Designing your life with intentionality

Nykkie Gibson is a people person. She’s worked in Learning & Organisational Development her entire career, with well known brands like Accor Hotels, Foodstuffs NZ and Paymark. Over this time, her focus has always been to help people in organisations grow and develop in their roles and career paths. 

But it was when she was knocked off track herself in 2020 that her focus shifted from just supporting people to grow in their jobs, to nurturing people to design their lives with intentionality.

Nykkie and her husband had the big plan to live overseas with their preschool daughter and experience life in a different country and culture before the advent of school routine grounded them in one place. It was 2018 when the plan was laid out, and Nykkie spent the next two years meticulously researching and planning itineraries for a six month hiatus in Europe.

But then, 2020 came and put paid to those travel plans, “it became very obvious that we weren’t going anywhere” Nykkie laments. Being the well planned type, Nykkie had already negotiated a finish date for her contract with Paymark - April 2020. “We weren’t going anywhere, my contract had finished and it was sort of like ‘oh my gosh, what now?!’”

Fortunately, Nykkie did have a back up plan. In late 2019 she’d seen an ad on LinkedIn looking for people with similar backgrounds to hers, to participate in an NZQA panel approval process for a new postgraduate certificate programme. That programme was the Tech Futures Lab Postgraduate Certificate in Human Potential for the Digital Economy.

“I was attracted to it because it felt like such a great mix for me - I had the human potential thing which had kind of been my career and then while working at Paymark I’d been exposed to all this digital technology and agile ways of working. Plus I was really interested in the future of work. It seemed to be something that married those things together really nicely.”

So when her working life was upended, she decided to plunge herself into studying the approved and available Human Potential for the Digital Economy postgraduate certificate.

The outcome of the programme is a strategically considered business proposal, one that synthesises the disruptions and shifts across technology, economies, societies and the environment and hones in on a place, and path, that feels right to the student. 

Sometimes that comes out as a proposal to share with a current workplace, and sometimes it turns into a crafted idea that can be pursued as a new business. And that is where Nykkie has landed.
----
• _INSTRUCTION 1_: According to the article about Nykkie Gibson, when was her contract with Paymark set to finish?
The article and the listing have nothing to do with each other.

• _RECORDS FOR THE TASK_:
----
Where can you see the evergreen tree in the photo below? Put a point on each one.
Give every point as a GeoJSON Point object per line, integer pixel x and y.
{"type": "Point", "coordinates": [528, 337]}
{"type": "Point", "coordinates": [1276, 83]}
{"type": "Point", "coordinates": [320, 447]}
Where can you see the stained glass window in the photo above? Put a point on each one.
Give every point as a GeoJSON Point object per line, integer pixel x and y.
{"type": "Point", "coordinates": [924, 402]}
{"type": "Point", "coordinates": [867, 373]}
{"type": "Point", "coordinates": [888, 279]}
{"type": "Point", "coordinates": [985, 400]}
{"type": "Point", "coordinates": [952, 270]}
----
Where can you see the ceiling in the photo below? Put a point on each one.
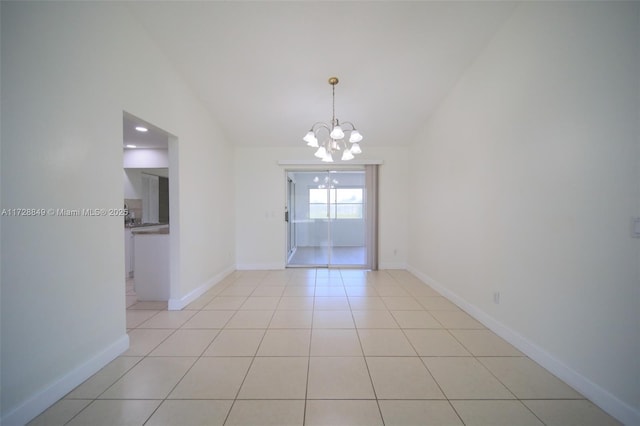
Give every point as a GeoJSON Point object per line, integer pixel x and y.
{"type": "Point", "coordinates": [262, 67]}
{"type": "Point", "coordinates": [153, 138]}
----
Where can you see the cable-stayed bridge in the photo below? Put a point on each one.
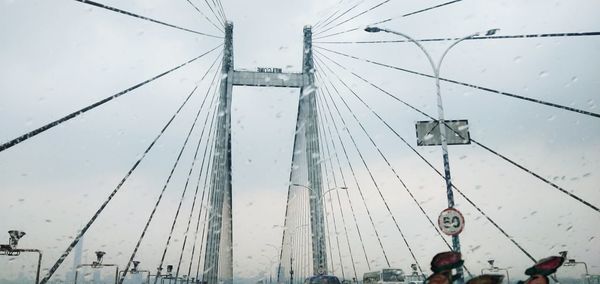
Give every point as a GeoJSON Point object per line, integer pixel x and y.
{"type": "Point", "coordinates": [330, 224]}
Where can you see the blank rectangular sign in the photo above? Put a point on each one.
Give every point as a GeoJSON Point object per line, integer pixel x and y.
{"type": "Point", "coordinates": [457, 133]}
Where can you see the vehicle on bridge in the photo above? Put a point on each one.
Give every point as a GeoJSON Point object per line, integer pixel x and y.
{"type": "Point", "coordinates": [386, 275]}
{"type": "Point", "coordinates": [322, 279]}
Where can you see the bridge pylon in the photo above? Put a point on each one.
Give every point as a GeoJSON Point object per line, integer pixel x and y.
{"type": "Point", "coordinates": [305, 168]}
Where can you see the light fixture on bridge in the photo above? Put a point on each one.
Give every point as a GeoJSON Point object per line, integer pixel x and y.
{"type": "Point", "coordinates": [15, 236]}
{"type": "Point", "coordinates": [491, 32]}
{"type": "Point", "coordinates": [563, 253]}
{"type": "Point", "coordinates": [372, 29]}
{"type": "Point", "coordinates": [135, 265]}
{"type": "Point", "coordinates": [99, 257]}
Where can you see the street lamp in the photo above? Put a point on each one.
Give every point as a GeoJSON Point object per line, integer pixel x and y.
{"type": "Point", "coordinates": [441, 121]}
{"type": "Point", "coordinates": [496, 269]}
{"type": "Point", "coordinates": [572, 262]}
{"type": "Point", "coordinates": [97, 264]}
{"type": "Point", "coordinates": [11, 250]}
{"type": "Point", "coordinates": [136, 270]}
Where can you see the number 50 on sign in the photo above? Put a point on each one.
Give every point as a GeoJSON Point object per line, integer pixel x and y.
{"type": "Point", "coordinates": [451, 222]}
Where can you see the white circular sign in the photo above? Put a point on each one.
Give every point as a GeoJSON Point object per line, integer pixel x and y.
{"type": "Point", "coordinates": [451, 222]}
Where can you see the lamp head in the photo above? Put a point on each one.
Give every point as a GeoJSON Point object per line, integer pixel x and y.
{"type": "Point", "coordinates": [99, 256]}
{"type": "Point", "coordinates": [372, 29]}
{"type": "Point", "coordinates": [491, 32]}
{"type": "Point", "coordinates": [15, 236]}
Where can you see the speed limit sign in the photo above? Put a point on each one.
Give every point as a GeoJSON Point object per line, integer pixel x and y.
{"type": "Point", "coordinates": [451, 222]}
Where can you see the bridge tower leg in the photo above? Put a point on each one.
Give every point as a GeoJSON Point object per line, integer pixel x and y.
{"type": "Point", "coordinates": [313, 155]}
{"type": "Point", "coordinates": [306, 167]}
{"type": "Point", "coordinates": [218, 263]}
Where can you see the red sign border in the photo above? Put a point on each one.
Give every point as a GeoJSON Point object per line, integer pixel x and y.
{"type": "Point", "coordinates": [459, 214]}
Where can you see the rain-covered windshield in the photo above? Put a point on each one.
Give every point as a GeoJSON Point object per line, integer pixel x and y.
----
• _INSTRUCTION 2_: State only the number of lines in the listing that contain the string "bridge", matching case exactly.

• _EXERCISE RESULT 1_: April 2020.

• _EXERCISE RESULT 2_: 5